#### Available records ####

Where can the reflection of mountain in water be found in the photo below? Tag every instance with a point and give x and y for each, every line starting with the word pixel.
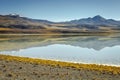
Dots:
pixel 94 42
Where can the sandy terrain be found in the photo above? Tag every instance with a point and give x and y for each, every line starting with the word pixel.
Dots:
pixel 24 70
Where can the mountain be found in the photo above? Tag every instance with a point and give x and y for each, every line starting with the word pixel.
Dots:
pixel 96 20
pixel 14 23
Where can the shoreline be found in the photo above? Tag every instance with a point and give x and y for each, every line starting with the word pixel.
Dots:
pixel 23 68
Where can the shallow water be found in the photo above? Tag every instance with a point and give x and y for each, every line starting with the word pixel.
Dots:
pixel 81 49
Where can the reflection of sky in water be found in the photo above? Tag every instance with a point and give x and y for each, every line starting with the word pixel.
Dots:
pixel 108 55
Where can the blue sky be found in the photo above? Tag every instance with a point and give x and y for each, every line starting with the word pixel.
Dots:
pixel 61 10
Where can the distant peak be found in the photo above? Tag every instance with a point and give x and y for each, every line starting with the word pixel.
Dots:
pixel 98 17
pixel 13 15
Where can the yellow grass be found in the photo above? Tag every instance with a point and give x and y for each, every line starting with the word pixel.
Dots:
pixel 101 68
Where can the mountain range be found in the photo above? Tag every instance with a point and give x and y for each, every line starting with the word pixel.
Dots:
pixel 16 24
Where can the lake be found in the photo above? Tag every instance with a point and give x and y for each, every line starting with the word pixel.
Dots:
pixel 78 49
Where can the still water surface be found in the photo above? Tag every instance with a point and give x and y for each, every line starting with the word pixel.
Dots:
pixel 80 49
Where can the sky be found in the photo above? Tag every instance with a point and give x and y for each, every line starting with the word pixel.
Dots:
pixel 61 10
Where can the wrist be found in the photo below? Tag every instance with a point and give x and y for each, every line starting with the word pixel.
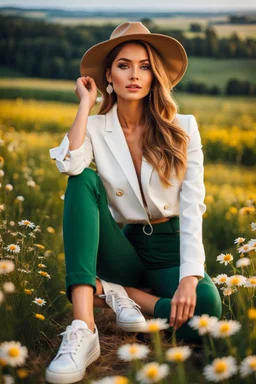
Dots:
pixel 85 103
pixel 190 279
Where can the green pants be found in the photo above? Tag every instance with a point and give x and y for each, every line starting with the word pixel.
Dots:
pixel 95 245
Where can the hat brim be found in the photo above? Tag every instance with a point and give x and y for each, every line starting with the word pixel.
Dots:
pixel 171 50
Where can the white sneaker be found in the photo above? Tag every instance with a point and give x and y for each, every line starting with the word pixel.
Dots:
pixel 128 315
pixel 78 349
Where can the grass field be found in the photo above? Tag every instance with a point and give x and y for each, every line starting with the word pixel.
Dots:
pixel 206 70
pixel 28 129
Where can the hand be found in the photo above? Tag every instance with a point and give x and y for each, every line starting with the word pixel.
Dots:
pixel 86 89
pixel 184 301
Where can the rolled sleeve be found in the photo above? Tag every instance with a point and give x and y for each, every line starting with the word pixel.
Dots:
pixel 72 162
pixel 192 207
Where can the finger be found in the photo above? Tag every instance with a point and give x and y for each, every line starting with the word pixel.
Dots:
pixel 192 310
pixel 179 315
pixel 186 312
pixel 173 313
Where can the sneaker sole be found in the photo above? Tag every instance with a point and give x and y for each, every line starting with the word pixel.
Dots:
pixel 132 327
pixel 73 377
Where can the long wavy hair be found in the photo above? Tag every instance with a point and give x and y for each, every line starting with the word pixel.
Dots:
pixel 164 141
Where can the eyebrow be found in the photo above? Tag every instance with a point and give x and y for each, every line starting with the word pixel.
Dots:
pixel 123 58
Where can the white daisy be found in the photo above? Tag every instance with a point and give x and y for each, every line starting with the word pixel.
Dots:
pixel 248 366
pixel 202 323
pixel 220 369
pixel 220 279
pixel 26 223
pixel 225 259
pixel 225 328
pixel 239 240
pixel 112 380
pixel 152 373
pixel 24 270
pixel 6 266
pixel 39 301
pixel 156 325
pixel 9 187
pixel 132 351
pixel 252 244
pixel 13 353
pixel 8 379
pixel 178 354
pixel 236 280
pixel 243 262
pixel 245 248
pixel 250 282
pixel 8 287
pixel 14 248
pixel 227 291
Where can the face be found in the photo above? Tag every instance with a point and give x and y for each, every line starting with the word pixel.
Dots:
pixel 131 66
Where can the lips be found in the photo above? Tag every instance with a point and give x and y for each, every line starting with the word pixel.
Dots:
pixel 133 86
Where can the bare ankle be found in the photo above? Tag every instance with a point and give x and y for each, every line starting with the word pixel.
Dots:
pixel 90 323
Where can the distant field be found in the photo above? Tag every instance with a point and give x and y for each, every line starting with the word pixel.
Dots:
pixel 181 23
pixel 219 71
pixel 205 70
pixel 177 22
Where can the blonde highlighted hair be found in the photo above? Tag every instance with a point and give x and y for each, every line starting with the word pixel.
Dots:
pixel 164 142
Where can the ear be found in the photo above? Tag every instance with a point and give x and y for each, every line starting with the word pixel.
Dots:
pixel 108 75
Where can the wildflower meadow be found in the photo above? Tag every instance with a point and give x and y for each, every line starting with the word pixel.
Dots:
pixel 34 309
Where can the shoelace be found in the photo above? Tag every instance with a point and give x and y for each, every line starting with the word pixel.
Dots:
pixel 122 301
pixel 70 345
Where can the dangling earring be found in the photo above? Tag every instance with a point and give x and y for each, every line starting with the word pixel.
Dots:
pixel 109 88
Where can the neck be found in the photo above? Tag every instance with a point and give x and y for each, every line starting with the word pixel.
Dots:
pixel 130 115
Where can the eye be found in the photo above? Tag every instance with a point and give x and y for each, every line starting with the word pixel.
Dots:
pixel 143 66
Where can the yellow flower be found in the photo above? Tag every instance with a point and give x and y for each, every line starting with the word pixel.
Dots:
pixel 22 373
pixel 40 246
pixel 246 210
pixel 41 265
pixel 3 362
pixel 1 161
pixel 50 230
pixel 28 291
pixel 121 380
pixel 252 313
pixel 233 210
pixel 61 256
pixel 45 274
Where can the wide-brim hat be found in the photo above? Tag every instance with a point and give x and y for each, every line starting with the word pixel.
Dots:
pixel 171 50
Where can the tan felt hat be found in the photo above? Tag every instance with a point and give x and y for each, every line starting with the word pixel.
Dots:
pixel 171 50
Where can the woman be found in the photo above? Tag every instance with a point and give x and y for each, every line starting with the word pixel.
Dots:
pixel 149 178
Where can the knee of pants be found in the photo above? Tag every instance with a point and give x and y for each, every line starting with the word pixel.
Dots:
pixel 208 300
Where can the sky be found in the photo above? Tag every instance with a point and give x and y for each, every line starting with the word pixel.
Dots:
pixel 160 5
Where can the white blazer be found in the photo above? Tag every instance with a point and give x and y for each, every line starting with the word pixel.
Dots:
pixel 105 144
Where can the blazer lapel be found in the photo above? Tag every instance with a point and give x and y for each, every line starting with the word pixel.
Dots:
pixel 117 143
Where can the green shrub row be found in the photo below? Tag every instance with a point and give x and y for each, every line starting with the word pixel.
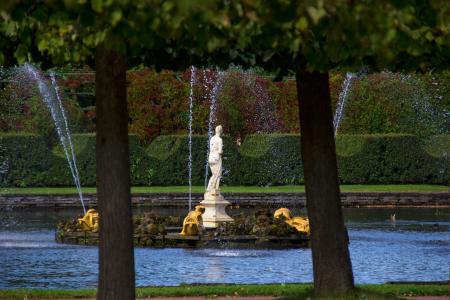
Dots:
pixel 263 159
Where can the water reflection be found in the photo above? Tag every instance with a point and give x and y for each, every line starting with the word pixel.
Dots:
pixel 416 248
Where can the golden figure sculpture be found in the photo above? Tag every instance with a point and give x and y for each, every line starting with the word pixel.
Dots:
pixel 299 223
pixel 193 223
pixel 90 220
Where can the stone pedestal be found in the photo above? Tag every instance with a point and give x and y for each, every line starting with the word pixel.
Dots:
pixel 215 212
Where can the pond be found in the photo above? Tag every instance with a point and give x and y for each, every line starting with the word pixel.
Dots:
pixel 414 248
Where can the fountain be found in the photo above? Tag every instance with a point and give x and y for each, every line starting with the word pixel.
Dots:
pixel 341 102
pixel 208 225
pixel 191 105
pixel 213 201
pixel 52 100
pixel 212 117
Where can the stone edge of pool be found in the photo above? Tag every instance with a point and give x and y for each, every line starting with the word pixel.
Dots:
pixel 296 199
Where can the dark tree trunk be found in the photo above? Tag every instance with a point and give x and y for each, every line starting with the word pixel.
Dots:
pixel 329 239
pixel 116 270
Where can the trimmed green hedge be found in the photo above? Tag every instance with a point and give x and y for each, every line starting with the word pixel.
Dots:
pixel 392 158
pixel 264 159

####

Starting at the line containing "Where can the fountain" and ending at the line containing "pixel 212 117", reproduce that stretch of the listing with "Dots" swapped for "Points" and nothing else altered.

Where can the fountain be found in the photo above? Tag every instance with a point and give x and y for each, every line starting with the word pixel.
Points:
pixel 341 102
pixel 208 225
pixel 191 105
pixel 213 201
pixel 52 100
pixel 212 117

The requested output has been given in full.